## ФРАГМЕНТ СТРАНИЦЫ
+++++
Иду на пл.

Если ты мать-одиночка с двумя детьми, то не очень-то умничай. Не нравится начальник – лучше потерпеть, а то никакого не будет. Не устраивает планета – подумай, у кого ты будешь покупать молоко, если переберёшься на другую. Главное, не выступай, помни о детях.




…Вчера я видела женщину, совсем маленькую, ещё меньше меня ростом, которая не умеет рассуждать в таком духе. Просто не умеет – и всё. 25 августа 1968 года она прикатила коляску со своим трёхмесячным ребёнком на Красную площадь – и стала одной из тех семерых смелых, кто открыто возмутился введением советских войск в Чехословакию.

 

На самом деле их было "восемь с половиной", учитывая младенца и совсем юную девушку, которую соратники потом уговорили сказать, что она не участвовала, а только присутствовала на этой демонстрации. Но речь не о ней. Я про другую, вполне взрослую особу, мать двоих детей. Про ту, которая припёрлась на Красную площадь с коляской воевать, понимаешь ли, с режимом, а дома оставила сына чуть постарше.
+++++
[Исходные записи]

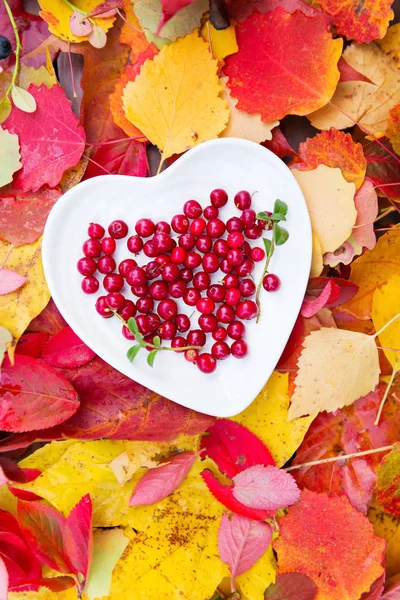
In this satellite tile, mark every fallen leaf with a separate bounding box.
[288,327,380,419]
[123,33,228,159]
[224,8,342,123]
[4,84,85,192]
[273,490,385,600]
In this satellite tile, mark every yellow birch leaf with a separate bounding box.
[292,165,357,254]
[123,32,229,159]
[232,371,314,467]
[220,77,279,144]
[288,327,380,419]
[0,238,50,360]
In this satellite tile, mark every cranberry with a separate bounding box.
[118,258,137,277]
[239,279,256,298]
[96,296,114,319]
[234,190,251,210]
[199,315,218,333]
[108,220,128,240]
[88,223,106,240]
[193,271,211,292]
[136,296,154,313]
[228,321,246,340]
[135,219,156,237]
[126,235,143,254]
[81,275,99,294]
[97,256,117,275]
[263,273,281,292]
[207,283,226,302]
[190,218,206,236]
[226,217,244,233]
[103,273,124,292]
[175,313,190,333]
[183,288,200,306]
[236,300,258,321]
[187,329,207,346]
[106,292,125,310]
[82,239,101,258]
[211,342,231,360]
[231,340,247,358]
[207,219,225,238]
[149,281,168,300]
[213,240,229,258]
[196,352,217,373]
[210,189,228,208]
[171,215,189,233]
[168,279,186,298]
[158,321,176,340]
[183,200,203,219]
[202,252,219,273]
[76,256,97,275]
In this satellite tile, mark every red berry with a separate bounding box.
[183,200,203,219]
[76,256,97,275]
[97,256,117,275]
[88,223,106,240]
[234,190,251,210]
[81,275,99,294]
[82,239,101,258]
[108,220,128,240]
[263,273,281,292]
[196,352,217,373]
[135,219,156,237]
[210,189,228,208]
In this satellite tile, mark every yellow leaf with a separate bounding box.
[292,165,357,254]
[232,371,314,466]
[123,32,229,159]
[0,238,50,359]
[288,327,380,419]
[39,0,115,43]
[308,43,400,133]
[220,77,279,144]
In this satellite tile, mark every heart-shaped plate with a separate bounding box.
[43,138,312,417]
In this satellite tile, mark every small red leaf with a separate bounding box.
[218,513,272,590]
[200,419,275,477]
[129,452,196,506]
[42,327,96,368]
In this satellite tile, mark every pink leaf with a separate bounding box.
[218,513,272,591]
[233,465,300,510]
[0,269,26,296]
[200,419,275,477]
[129,452,196,506]
[64,494,93,580]
[42,327,96,368]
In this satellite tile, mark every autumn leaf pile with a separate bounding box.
[0,0,400,600]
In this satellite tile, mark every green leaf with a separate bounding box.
[147,350,158,367]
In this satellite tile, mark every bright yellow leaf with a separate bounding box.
[0,238,50,359]
[123,32,229,159]
[288,327,380,419]
[232,371,314,466]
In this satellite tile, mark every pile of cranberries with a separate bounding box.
[77,189,280,373]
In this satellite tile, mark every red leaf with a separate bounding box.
[0,355,79,431]
[17,500,71,574]
[200,419,275,478]
[64,494,93,580]
[129,452,196,506]
[264,573,318,600]
[0,187,61,246]
[42,327,96,368]
[232,465,300,511]
[3,85,85,192]
[218,513,272,590]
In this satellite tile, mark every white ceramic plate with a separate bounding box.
[43,138,311,417]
+++++
## ЗАДАНИЕ A
Переведите на английский язык следующее предложение из фрагмента страницы: «Главное, не выступай, помни о детях».
## ЗАДАНИЕ B
Воспроизведите без изменений часть фрагмента страницы от слов "Если ты мать-одиночка" до слов "войск в Чехословакию." включительно.

## ПОЛНЫЙ ОТВЕТ A
The main thing is not to speak out; remember the children.

## ПОЛНЫЙ ОТВЕТ B
Если ты мать-одиночка с двумя детьми, то не очень-то умничай. Не нравится начальник – лучше потерпеть, а то никакого не будет. Не устраивает планета – подумай, у кого ты будешь покупать молоко, если переберёшься на другую. Главное, не выступай, помни о детях.




…Вчера я видела женщину, совсем маленькую, ещё меньше меня ростом, которая не умеет рассуждать в таком духе. Просто не умеет – и всё. 25 августа 1968 года она прикатила коляску со своим трёхмесячным ребёнком на Красную площадь – и стала одной из тех семерых смелых, кто открыто возмутился введением советских войск в Чехословакию.